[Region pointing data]
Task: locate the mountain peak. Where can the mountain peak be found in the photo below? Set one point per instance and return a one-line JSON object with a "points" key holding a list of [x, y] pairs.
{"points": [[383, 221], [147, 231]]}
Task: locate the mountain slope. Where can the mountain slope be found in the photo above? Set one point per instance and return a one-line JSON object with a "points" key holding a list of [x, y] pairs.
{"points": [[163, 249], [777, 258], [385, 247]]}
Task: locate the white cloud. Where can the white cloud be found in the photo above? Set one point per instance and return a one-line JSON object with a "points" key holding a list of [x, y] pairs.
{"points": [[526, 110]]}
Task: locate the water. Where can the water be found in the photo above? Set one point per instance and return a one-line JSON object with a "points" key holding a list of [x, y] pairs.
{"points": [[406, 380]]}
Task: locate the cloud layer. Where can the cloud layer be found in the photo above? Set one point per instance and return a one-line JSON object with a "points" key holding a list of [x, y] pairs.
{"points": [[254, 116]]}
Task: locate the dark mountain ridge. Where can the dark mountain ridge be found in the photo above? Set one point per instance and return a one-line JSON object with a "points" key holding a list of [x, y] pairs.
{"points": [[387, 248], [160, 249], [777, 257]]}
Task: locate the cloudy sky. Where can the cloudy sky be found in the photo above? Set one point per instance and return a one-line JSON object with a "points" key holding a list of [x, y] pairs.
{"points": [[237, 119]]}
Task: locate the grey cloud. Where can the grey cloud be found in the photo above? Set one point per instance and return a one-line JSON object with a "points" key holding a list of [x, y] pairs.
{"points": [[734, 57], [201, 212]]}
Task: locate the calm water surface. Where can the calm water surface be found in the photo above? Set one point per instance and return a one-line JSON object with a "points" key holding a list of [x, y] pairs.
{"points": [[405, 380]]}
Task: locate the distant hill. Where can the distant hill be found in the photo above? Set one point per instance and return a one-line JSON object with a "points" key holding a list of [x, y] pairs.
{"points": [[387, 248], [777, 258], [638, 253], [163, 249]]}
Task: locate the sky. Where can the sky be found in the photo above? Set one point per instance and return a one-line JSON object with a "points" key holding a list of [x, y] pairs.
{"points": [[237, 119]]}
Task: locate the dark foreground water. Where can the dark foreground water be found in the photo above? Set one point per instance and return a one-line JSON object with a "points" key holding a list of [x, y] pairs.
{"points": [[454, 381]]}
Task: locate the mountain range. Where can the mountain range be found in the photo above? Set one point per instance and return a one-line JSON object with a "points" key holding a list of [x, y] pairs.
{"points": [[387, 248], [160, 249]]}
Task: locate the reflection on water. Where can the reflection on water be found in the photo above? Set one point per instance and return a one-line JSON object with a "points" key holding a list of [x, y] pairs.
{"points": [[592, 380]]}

Assignment:
Restate every line of the data above exactly as it was written.

Solution to this problem:
Task: locate the mountain peak. Where can the mountain peak be found in the photo below? Set one point per instance and return a one-line JSON object with a "points" key holding a list of [x, y] pairs.
{"points": [[383, 221], [147, 231]]}
Task: locate the mountain slope. Where can the mountain slope be found in the photo above? Set one point per instance and return a one-line JSON object with a "points" key holding a list of [x, y] pairs.
{"points": [[163, 249], [777, 258], [385, 247]]}
Task: locate the white cloud. Where can the white cloud be found in the photo above? Set one point per instance and return a one-line JSON object with a "points" key holding a list of [x, y] pairs.
{"points": [[526, 110]]}
Task: locate the water. Where can the water be found in the photo above? Set one point per instance and return a one-line JSON object with a "points" key holding a list of [x, y] pairs.
{"points": [[406, 380]]}
Task: locate the cloud layer. Where can the cloud layer be found in the photo above? Set one point per instance and return a one-line JSON object with a "points" key holding a list of [x, y] pairs.
{"points": [[254, 116]]}
Task: locate the dark mountain ridge. Where can the dark mountain ridge be found in the photo above? Set one point per instance and return a one-line JSON object with a "points" key holding a list of [x, y] pairs.
{"points": [[387, 248], [160, 249], [777, 257]]}
Task: locate the cloudy sky. Where can the cloudy sky be found in the photo above? Set one point per instance and return a one-line JSON object with a "points" key holding a list of [x, y] pairs.
{"points": [[237, 119]]}
Task: locate the grey cloud. Where can the grey cloud be found in the photo above? Set one point per instance and return a one-line JSON object with a "points" key holding a list of [x, y] pairs.
{"points": [[734, 57], [201, 212]]}
Task: locate the calm water surface. Where can the calm water surface be found in the photo above? Set one point per instance and return a one-line JSON object with a "points" key holding a list of [x, y] pairs.
{"points": [[405, 380]]}
Task: locate the distant hill. Where can the distant hill be found in the photo above? Set one point per instance and return a one-line JSON object with a "points" key holding a list of [x, y] pairs.
{"points": [[387, 248], [777, 258], [638, 253], [163, 249]]}
Task: locate the sky. Where can the sky be found in the photo above? Set one point per instance and return a one-line JSON object with a "points" key holding a list of [x, y] pairs.
{"points": [[237, 119]]}
Task: locate the dark foreground water. Where can the dark foreground water be found in the photo above? Set one point per instance and return a one-line JSON object with a "points" key holding a list of [x, y] pairs.
{"points": [[454, 381]]}
Task: locate the mountain range. Where can the mountain range be found in the photo above? Set one point per instance and return a one-line JSON object with a "points" key holding a list of [x, y] pairs.
{"points": [[387, 248], [160, 249]]}
Task: locate the reflection on water. Where can the reflection on water be found in the photo above? Set one point per instance and return a one-line JSON object with a "points" key holding a list of [x, y] pairs.
{"points": [[592, 380]]}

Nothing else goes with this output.